• [Selected text]
I am a woman, a sister, a daughter, a friend, a minority, a physician, a researcher, a Muslim, a health advocate, a believer in social justice…I am a part of one and many communities.
I was never an individual, being raised by my family and my “community.” We celebrated birthdays, broke bread, and prayed with our community. My parents’ friends were my second parents and their children were my brothers and sisters. The line between friends and family was thin and indistinguishable.
I have lived my academic life since then, moving from city to city and having built-in friendships, either through my dorm mates in college, my medical school classmates or my residency class. But then I moved to Los Angeles, alone, with no one to share my life with; I realized that for the first time I did not have a community.
I passed my neighbors in the hallway, always hesitant to say hello. I chatted with my postman, only realizing his surprise. I got to know the workers at the local coffee shop, only for it to close down a few months later. I took weekly trips to the local ice cream store and chatted with the same kid who made me my chocolate sundae. He never knew I would make these trips just so I could feel a part of my neighborhood. But in each situation, I realized that everyone was happy to say hello and talk to me, sensing my sincerity and my acknowledgment of their existence in my life.
I found more peace in my new life by starting to volunteer in my local community health center and caring for the homeless patients in my neighborhood, only to bump into them at the movies or walking down the street. I found some happiness in knowing that I not only lived in my neighborhood but also shared it with others, perhaps others who did not know that the physician who treated their skin infection was also a part of their community.

• [Exercises to complete]
[1] According to the essay on community, through which groups did the writer have built-in friendships while moving from city to city? List them all.
[2] In the essay on community, where did the writer begin volunteering?
[3] Continue the essay on community from its last sentence.
The lines that follow are not needed for any of this work.

Saved entries:

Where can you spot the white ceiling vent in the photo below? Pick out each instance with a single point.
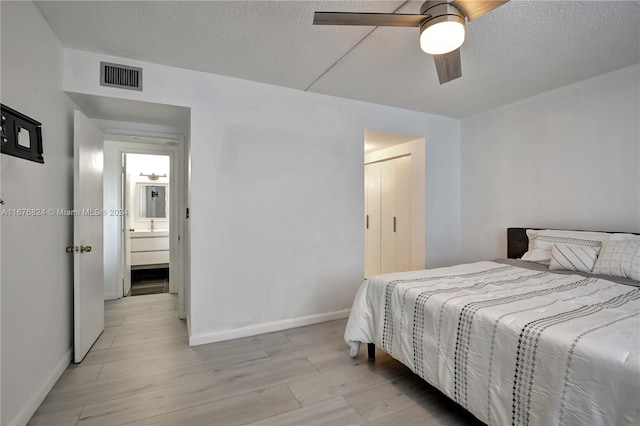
(120, 76)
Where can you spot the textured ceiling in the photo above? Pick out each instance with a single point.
(518, 50)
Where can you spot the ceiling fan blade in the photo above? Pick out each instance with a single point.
(474, 9)
(368, 19)
(448, 66)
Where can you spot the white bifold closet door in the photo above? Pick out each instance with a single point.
(388, 216)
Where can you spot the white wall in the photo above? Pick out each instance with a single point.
(568, 158)
(277, 193)
(36, 272)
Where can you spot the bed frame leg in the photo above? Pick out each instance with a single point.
(371, 350)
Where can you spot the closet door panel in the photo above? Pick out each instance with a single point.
(387, 214)
(402, 168)
(372, 225)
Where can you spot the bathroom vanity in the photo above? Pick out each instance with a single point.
(150, 248)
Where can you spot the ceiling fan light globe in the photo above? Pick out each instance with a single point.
(442, 37)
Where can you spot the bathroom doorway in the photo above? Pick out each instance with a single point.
(146, 198)
(144, 178)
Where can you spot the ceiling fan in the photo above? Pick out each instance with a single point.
(441, 23)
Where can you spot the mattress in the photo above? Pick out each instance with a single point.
(512, 345)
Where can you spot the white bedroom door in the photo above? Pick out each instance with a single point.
(126, 231)
(388, 210)
(372, 220)
(88, 262)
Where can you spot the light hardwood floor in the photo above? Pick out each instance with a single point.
(142, 371)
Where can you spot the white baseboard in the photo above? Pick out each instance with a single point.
(252, 330)
(31, 404)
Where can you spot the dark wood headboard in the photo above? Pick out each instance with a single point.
(518, 242)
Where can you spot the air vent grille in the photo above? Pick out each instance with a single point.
(121, 76)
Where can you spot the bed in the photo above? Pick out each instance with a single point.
(513, 341)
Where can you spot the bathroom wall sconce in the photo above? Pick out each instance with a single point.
(153, 176)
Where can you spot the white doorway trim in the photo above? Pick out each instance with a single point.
(126, 142)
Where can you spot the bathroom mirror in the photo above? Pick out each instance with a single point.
(152, 200)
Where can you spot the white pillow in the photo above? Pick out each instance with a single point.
(619, 259)
(541, 242)
(571, 257)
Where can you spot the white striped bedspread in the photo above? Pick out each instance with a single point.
(511, 345)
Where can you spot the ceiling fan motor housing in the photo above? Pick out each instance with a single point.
(440, 11)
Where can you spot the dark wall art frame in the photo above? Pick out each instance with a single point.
(14, 129)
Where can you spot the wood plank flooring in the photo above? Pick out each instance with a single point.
(142, 371)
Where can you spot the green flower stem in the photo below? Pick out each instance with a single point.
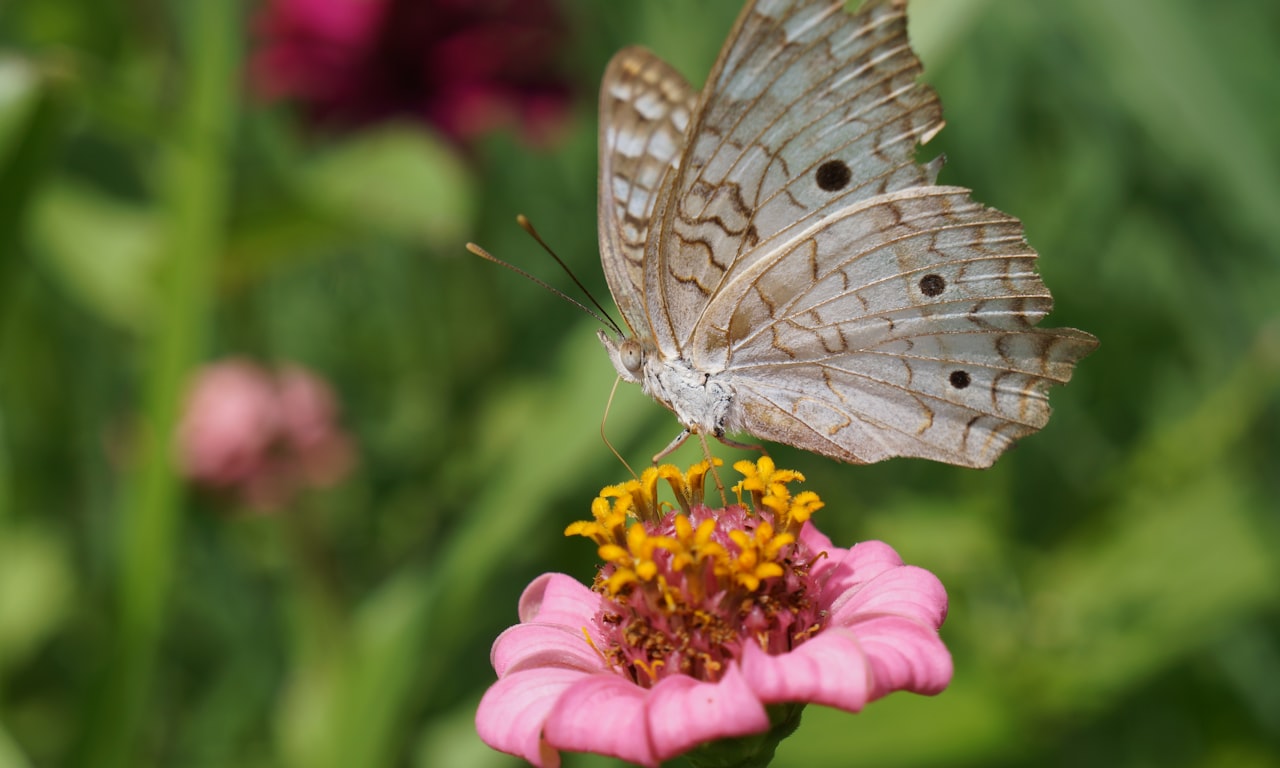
(195, 188)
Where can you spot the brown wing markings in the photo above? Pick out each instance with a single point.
(693, 279)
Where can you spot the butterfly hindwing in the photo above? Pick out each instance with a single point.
(801, 278)
(903, 327)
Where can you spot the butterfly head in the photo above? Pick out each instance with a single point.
(626, 353)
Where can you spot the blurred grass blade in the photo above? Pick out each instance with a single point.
(195, 200)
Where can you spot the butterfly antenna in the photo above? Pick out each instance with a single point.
(529, 227)
(604, 420)
(489, 256)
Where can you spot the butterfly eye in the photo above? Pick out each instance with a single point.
(631, 355)
(833, 176)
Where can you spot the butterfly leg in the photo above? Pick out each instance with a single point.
(734, 443)
(671, 447)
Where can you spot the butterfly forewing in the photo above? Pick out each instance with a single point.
(809, 109)
(804, 280)
(645, 108)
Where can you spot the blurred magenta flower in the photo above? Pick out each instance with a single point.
(261, 435)
(708, 630)
(462, 65)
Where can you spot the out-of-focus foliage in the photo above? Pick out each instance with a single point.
(1114, 581)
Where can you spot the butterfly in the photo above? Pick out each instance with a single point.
(787, 269)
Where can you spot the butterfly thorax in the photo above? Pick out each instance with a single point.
(700, 400)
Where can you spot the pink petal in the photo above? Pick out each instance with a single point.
(846, 568)
(530, 645)
(556, 598)
(905, 590)
(685, 712)
(904, 656)
(830, 668)
(816, 540)
(603, 714)
(513, 712)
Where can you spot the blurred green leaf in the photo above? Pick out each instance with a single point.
(400, 181)
(36, 590)
(19, 91)
(104, 250)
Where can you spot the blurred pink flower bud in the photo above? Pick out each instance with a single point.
(465, 65)
(261, 435)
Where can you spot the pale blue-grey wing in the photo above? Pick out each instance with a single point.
(645, 108)
(904, 325)
(808, 110)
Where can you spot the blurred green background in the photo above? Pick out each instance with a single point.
(1114, 580)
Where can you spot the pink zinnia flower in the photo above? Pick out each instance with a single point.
(705, 626)
(261, 435)
(465, 65)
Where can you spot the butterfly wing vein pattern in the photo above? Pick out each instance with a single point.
(791, 272)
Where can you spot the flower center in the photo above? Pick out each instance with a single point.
(685, 590)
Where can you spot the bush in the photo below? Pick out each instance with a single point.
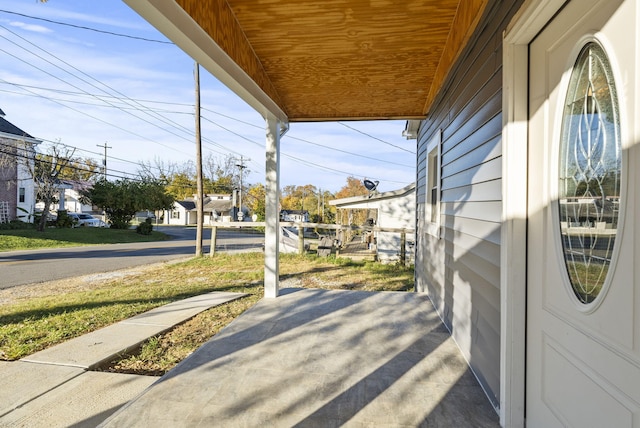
(145, 228)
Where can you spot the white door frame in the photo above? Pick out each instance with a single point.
(530, 19)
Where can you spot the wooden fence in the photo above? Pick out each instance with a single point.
(346, 229)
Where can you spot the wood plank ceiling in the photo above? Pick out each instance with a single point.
(327, 60)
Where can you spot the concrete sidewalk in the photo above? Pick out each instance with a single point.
(53, 387)
(320, 358)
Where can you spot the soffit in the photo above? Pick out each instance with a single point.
(323, 60)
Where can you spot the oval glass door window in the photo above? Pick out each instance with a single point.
(589, 173)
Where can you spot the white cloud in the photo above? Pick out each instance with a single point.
(30, 27)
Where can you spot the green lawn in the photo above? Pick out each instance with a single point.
(28, 239)
(56, 314)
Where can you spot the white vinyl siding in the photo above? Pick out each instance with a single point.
(461, 270)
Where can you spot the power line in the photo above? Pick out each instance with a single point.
(88, 28)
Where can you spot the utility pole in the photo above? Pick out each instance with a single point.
(199, 186)
(104, 161)
(242, 166)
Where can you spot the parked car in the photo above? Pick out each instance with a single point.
(83, 219)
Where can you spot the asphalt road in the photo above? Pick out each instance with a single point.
(32, 266)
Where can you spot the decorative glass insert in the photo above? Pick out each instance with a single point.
(589, 173)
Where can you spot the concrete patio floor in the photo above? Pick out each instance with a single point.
(321, 358)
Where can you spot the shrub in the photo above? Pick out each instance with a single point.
(145, 228)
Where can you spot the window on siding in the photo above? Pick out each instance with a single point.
(432, 200)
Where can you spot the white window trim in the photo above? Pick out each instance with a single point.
(432, 186)
(530, 19)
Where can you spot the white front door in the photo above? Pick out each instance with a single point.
(583, 244)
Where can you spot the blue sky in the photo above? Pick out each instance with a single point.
(84, 88)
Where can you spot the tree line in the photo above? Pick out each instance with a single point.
(160, 183)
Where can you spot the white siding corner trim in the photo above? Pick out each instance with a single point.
(433, 187)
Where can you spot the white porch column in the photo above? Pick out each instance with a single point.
(272, 216)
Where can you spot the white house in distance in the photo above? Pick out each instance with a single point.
(519, 105)
(69, 198)
(393, 209)
(217, 207)
(301, 216)
(17, 190)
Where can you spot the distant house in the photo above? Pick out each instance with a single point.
(17, 189)
(295, 215)
(69, 197)
(216, 208)
(394, 209)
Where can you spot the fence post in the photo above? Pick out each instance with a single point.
(214, 234)
(300, 239)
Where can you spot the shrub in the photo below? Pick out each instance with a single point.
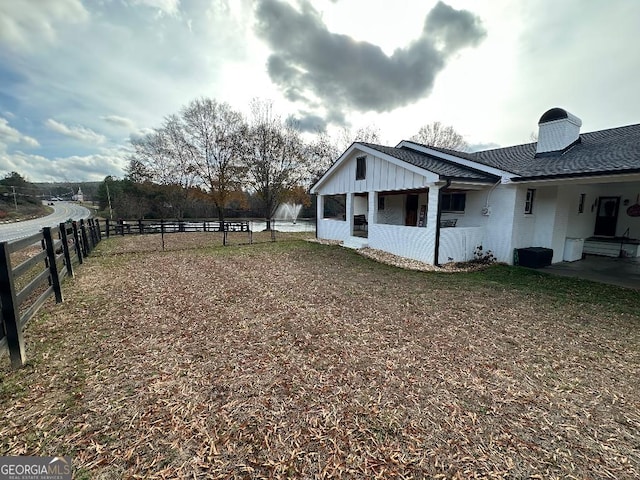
(484, 257)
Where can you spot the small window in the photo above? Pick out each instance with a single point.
(335, 207)
(453, 202)
(361, 168)
(581, 204)
(528, 202)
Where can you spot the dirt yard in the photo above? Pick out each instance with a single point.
(294, 359)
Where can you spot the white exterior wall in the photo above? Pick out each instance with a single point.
(499, 224)
(458, 244)
(580, 225)
(381, 175)
(330, 229)
(360, 206)
(472, 215)
(409, 242)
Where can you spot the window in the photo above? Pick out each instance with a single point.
(361, 168)
(453, 202)
(528, 202)
(581, 204)
(335, 207)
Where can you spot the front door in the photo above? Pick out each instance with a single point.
(607, 217)
(411, 216)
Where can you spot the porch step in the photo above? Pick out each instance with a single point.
(609, 249)
(355, 243)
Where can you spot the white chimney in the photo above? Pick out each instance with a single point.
(557, 130)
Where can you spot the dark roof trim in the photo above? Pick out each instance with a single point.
(492, 177)
(600, 173)
(488, 181)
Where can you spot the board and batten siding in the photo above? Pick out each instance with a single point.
(381, 175)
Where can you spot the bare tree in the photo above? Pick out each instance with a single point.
(275, 158)
(322, 152)
(165, 157)
(443, 136)
(367, 134)
(214, 132)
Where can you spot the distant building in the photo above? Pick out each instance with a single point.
(79, 197)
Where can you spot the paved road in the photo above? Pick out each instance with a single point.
(63, 212)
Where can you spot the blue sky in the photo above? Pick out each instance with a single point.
(79, 78)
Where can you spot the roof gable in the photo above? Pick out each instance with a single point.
(412, 160)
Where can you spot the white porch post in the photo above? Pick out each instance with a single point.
(319, 212)
(432, 221)
(372, 216)
(320, 207)
(349, 212)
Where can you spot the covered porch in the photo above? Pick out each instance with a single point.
(427, 224)
(588, 217)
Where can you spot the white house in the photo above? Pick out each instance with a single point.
(78, 197)
(438, 205)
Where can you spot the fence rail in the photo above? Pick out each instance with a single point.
(145, 226)
(25, 287)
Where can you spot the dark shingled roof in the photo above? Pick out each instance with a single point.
(615, 150)
(434, 164)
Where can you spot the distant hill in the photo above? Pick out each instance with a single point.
(65, 190)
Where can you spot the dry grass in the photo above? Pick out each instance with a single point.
(301, 360)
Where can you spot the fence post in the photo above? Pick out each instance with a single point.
(92, 233)
(86, 248)
(53, 266)
(162, 232)
(77, 241)
(65, 248)
(10, 314)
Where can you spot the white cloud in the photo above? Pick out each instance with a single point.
(170, 7)
(78, 132)
(8, 134)
(119, 121)
(25, 21)
(75, 168)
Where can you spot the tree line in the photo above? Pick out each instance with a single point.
(210, 160)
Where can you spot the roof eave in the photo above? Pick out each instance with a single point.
(576, 175)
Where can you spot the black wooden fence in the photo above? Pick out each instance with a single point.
(62, 249)
(145, 226)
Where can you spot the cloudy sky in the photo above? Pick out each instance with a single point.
(78, 78)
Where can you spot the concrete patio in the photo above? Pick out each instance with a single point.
(624, 272)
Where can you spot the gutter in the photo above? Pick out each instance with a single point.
(436, 260)
(562, 176)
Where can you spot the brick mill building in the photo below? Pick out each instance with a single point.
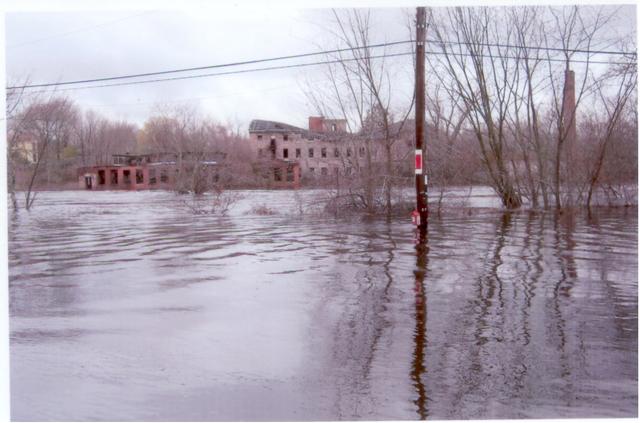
(136, 172)
(290, 155)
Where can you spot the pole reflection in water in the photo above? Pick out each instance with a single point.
(419, 336)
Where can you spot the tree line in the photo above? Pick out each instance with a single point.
(522, 91)
(498, 113)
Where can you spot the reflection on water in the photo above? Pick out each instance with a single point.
(125, 306)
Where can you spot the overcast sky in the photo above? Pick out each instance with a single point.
(61, 46)
(72, 44)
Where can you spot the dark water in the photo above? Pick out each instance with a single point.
(125, 306)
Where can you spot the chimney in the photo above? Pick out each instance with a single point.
(568, 113)
(316, 123)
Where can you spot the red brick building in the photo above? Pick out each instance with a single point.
(134, 172)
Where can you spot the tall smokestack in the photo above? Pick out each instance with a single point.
(568, 114)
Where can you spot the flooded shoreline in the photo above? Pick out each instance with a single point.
(124, 306)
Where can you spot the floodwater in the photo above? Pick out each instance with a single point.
(125, 306)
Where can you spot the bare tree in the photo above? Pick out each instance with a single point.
(360, 89)
(47, 125)
(476, 70)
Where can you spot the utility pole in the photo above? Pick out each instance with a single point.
(421, 176)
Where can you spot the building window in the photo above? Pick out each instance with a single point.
(152, 176)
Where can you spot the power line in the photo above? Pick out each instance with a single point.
(525, 47)
(299, 65)
(87, 28)
(246, 62)
(293, 56)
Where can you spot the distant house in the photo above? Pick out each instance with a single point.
(139, 171)
(26, 150)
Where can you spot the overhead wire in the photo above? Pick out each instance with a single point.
(311, 54)
(325, 62)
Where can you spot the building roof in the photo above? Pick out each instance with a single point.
(271, 126)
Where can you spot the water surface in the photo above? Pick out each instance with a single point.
(126, 306)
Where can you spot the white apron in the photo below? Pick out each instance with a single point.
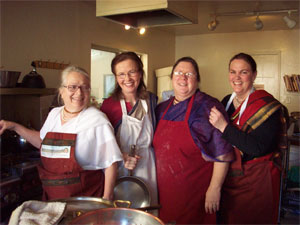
(140, 133)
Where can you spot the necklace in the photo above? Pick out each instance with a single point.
(63, 118)
(238, 101)
(72, 112)
(176, 101)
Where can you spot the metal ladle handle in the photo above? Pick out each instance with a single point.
(131, 154)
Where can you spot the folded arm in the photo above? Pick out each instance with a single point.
(32, 136)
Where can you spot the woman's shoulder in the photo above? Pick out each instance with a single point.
(95, 112)
(206, 100)
(55, 111)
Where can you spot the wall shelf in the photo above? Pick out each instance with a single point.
(28, 91)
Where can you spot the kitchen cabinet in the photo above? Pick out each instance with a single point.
(27, 106)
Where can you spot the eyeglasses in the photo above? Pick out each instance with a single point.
(74, 88)
(131, 73)
(187, 74)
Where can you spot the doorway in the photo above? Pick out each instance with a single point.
(268, 72)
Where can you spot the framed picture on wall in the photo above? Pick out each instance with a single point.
(109, 84)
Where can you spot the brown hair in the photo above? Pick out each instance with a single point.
(190, 60)
(141, 90)
(247, 58)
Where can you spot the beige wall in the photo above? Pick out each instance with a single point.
(213, 52)
(64, 32)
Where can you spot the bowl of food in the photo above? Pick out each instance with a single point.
(9, 79)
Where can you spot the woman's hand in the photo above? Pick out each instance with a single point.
(130, 162)
(217, 119)
(109, 182)
(212, 200)
(6, 125)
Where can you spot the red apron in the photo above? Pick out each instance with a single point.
(251, 190)
(183, 176)
(256, 182)
(61, 175)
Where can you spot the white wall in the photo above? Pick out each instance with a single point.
(213, 52)
(64, 31)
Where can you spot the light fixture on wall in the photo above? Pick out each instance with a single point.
(258, 24)
(127, 27)
(213, 24)
(289, 22)
(142, 30)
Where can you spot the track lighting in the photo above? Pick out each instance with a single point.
(258, 24)
(289, 22)
(213, 24)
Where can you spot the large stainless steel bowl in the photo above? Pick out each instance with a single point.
(8, 79)
(117, 216)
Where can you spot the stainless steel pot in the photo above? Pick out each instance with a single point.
(133, 189)
(77, 206)
(122, 216)
(33, 79)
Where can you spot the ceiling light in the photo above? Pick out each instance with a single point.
(289, 22)
(258, 23)
(142, 30)
(213, 24)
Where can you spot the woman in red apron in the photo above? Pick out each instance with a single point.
(251, 190)
(191, 157)
(76, 143)
(130, 109)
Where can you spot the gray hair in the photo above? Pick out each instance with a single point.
(64, 75)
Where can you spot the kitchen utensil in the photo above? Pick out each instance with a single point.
(133, 189)
(8, 79)
(117, 216)
(33, 79)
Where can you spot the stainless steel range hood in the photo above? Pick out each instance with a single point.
(148, 13)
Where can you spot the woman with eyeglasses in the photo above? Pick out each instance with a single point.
(78, 149)
(191, 157)
(257, 130)
(130, 108)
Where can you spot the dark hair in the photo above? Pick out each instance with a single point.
(247, 58)
(190, 60)
(141, 90)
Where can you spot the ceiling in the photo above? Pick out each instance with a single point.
(237, 23)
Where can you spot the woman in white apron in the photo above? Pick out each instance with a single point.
(130, 109)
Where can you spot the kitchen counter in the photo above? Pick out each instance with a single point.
(28, 91)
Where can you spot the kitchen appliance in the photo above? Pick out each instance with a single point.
(19, 176)
(140, 14)
(33, 79)
(8, 79)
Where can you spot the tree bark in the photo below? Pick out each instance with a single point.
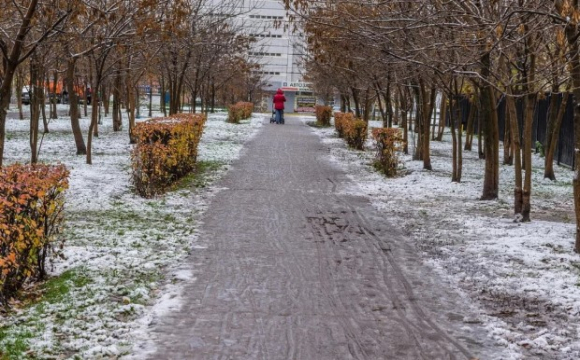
(553, 137)
(74, 108)
(490, 134)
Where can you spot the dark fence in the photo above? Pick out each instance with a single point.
(565, 150)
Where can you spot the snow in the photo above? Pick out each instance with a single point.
(125, 252)
(523, 277)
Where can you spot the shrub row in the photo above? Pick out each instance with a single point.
(323, 115)
(31, 216)
(354, 131)
(165, 151)
(388, 142)
(240, 111)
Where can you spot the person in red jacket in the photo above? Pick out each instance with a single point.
(279, 100)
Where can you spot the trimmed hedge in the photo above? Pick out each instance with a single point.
(354, 131)
(240, 111)
(323, 115)
(166, 150)
(31, 216)
(388, 142)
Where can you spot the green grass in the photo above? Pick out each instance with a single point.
(56, 289)
(16, 349)
(15, 339)
(200, 177)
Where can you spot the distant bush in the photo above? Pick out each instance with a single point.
(340, 119)
(31, 216)
(166, 150)
(355, 133)
(240, 111)
(323, 115)
(388, 142)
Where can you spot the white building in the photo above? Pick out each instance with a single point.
(279, 51)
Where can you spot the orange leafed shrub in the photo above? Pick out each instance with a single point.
(388, 142)
(31, 216)
(323, 115)
(354, 131)
(166, 150)
(340, 120)
(240, 111)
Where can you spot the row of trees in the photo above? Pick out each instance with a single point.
(403, 55)
(109, 48)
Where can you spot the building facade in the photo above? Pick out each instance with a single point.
(279, 52)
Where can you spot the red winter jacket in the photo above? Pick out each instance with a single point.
(279, 100)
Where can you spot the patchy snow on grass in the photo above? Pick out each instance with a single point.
(524, 277)
(122, 252)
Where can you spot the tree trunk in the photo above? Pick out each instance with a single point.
(74, 108)
(428, 109)
(530, 102)
(469, 128)
(452, 125)
(490, 134)
(442, 117)
(19, 86)
(53, 102)
(117, 119)
(554, 137)
(515, 133)
(508, 158)
(35, 94)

• [Outputs for the tasks]
[1]
- Dorm mates in college
- Medical school classmates
- The residency class

[2] At the local community health center.

[3]
My work now takes me to churches in the poorest areas of Los Angeles every Sunday where I see the strength of community. I see the El Salvadoran, Guatemalan and Filipino communities congregate after mass and share a meal with each other. Part of me is envious of their community.
Through my time in this new city though, I have tapped into my cultural and religious community and have found much solace and companionship. The bond of culture and religion is strong and brings people who may otherwise be very different into everlasting friendships.
I believe in the importance of community and how I will need to be a part of one always. I have come to realize that a little effort on my part, a small gesture, a single hello, opens up doorways that normally would be shut. Only by putting forth my own effort will I become a part of my community and will people realize that I am a part of theirs.